▶ **Data extract**:
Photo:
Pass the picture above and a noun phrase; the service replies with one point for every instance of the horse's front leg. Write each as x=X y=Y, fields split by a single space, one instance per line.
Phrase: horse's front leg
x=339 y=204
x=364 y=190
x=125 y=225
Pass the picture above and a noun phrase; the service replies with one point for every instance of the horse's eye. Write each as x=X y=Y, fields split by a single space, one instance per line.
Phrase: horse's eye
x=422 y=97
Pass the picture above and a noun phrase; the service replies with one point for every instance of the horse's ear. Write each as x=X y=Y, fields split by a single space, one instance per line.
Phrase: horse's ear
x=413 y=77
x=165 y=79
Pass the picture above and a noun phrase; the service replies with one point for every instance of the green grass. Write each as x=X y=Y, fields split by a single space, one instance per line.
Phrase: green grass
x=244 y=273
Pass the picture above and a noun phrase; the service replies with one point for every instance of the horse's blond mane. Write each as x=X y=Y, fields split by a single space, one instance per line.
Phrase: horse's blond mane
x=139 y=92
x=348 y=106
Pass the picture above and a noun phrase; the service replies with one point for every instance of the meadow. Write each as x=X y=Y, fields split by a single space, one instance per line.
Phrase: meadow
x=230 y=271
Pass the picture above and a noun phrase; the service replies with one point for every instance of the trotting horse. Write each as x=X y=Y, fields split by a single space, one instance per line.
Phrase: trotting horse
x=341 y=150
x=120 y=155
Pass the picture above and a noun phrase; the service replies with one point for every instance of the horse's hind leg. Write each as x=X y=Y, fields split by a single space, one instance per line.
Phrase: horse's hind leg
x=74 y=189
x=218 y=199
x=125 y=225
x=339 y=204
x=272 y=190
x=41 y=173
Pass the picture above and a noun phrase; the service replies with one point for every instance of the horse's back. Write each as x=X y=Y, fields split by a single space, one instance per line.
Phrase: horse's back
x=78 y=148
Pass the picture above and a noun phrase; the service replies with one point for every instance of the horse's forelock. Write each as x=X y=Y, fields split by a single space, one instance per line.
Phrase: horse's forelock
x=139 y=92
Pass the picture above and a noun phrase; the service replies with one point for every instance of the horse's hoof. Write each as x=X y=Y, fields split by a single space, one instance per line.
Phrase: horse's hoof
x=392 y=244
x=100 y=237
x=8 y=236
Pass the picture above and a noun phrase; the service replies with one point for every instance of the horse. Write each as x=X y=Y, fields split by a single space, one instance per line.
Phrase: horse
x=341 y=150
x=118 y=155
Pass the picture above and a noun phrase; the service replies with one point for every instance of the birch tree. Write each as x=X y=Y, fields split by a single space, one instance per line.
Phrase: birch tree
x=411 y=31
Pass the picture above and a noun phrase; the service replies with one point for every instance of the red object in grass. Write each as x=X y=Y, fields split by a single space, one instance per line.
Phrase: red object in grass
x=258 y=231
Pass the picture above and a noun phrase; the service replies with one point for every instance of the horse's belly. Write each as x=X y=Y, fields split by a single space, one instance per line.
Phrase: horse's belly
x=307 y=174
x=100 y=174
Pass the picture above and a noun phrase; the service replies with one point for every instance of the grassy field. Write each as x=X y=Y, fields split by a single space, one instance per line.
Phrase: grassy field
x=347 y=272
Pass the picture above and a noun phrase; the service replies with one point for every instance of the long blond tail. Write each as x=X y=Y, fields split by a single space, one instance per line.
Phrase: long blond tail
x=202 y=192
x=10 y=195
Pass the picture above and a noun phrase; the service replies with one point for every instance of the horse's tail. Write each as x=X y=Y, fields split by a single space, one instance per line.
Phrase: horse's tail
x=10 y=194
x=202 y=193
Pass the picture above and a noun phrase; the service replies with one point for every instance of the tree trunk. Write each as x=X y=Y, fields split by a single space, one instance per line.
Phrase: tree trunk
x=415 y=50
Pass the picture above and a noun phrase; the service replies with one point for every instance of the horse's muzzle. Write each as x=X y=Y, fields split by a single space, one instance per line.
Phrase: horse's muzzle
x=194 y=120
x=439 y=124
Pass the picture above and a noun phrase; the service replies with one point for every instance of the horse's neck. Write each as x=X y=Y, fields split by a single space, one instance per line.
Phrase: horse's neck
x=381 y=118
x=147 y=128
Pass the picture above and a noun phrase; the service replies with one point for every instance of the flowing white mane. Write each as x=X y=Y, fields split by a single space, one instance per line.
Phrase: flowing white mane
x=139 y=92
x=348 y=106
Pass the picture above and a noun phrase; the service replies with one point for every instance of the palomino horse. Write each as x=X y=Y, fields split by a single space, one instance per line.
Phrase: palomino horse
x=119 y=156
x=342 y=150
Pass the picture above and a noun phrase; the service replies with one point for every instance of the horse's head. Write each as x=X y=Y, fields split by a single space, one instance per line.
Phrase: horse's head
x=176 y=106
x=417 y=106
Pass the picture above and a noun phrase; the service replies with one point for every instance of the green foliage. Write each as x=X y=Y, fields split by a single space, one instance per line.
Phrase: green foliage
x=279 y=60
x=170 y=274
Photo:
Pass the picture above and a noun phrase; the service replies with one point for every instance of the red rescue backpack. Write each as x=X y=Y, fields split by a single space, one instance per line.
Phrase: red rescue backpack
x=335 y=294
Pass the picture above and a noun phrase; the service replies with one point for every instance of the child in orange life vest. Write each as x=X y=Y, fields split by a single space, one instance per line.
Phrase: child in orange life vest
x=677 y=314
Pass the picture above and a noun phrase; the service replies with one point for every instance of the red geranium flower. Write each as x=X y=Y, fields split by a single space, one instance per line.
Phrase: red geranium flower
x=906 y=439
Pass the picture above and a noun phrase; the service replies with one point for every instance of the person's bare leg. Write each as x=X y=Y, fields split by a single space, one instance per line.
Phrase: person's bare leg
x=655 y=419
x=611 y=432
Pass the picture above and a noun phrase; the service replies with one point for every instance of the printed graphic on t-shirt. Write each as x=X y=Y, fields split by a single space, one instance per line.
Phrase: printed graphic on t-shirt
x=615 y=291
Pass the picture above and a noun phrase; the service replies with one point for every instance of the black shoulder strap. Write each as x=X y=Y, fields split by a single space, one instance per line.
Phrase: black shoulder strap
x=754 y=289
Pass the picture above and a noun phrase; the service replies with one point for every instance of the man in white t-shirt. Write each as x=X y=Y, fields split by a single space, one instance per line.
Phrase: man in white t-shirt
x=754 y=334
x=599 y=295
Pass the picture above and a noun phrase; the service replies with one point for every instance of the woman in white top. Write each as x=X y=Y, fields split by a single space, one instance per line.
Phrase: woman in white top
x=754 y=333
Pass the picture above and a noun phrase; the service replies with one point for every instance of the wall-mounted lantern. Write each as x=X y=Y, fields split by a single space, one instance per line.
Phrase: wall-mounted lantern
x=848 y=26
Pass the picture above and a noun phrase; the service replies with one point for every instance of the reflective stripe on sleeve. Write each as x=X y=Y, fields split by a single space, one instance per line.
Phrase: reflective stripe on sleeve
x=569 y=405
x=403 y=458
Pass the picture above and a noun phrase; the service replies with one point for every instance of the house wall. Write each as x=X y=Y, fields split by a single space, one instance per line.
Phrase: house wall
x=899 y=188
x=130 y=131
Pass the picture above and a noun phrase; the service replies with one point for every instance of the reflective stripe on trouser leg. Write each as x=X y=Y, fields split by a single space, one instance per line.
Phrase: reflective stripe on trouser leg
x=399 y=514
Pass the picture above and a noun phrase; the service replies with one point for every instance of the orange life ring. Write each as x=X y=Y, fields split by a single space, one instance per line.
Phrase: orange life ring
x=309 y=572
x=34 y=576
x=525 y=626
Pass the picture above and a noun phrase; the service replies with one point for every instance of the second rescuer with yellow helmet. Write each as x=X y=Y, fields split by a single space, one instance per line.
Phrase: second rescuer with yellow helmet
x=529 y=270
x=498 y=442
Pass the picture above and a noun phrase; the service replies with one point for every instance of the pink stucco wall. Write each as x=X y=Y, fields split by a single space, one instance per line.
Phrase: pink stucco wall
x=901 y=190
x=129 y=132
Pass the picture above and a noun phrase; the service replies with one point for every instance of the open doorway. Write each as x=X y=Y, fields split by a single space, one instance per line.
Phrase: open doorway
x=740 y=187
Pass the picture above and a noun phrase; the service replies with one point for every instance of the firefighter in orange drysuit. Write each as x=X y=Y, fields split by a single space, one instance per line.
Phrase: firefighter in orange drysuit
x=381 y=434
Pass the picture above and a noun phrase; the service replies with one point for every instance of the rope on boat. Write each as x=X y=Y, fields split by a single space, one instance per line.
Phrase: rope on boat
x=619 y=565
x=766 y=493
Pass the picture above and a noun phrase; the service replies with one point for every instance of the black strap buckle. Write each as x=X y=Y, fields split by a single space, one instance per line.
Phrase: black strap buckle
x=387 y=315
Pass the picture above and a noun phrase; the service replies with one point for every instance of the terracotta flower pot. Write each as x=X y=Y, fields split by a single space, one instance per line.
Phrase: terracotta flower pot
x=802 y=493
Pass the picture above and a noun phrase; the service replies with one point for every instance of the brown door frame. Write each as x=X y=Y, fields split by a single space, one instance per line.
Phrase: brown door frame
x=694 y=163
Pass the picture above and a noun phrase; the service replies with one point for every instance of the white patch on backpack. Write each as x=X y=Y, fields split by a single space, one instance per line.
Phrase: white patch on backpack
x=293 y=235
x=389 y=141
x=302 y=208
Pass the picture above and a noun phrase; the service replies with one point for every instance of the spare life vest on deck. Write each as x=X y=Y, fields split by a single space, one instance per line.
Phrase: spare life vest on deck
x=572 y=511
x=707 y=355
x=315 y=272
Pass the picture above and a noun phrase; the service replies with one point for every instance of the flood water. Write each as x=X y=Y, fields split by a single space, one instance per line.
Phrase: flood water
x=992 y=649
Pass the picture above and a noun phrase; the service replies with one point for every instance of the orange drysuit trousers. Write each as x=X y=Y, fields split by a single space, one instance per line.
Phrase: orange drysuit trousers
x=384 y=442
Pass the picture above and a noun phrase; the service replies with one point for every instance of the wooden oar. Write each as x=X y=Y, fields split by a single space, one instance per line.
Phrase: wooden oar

▶ **Task to complete**:
Repeat exactly the lines from the line containing "the orange drysuit" through the end of the listing above; both boundary lines are part of the output.

▶ **Full answer**:
Pass the picture above and a noun phrase; the service replies with one point for every instance of the orange drysuit trousers. Write each as x=X y=Y, fields split by a single space, one instance per line.
Phrase: orange drysuit trousers
x=384 y=442
Pass the picture above and a noun phrase; the service replies with one point for every instance of the wooden oar. Write each as x=X y=Y, fields split by a single space, one instance per line.
Phrase: wooden oar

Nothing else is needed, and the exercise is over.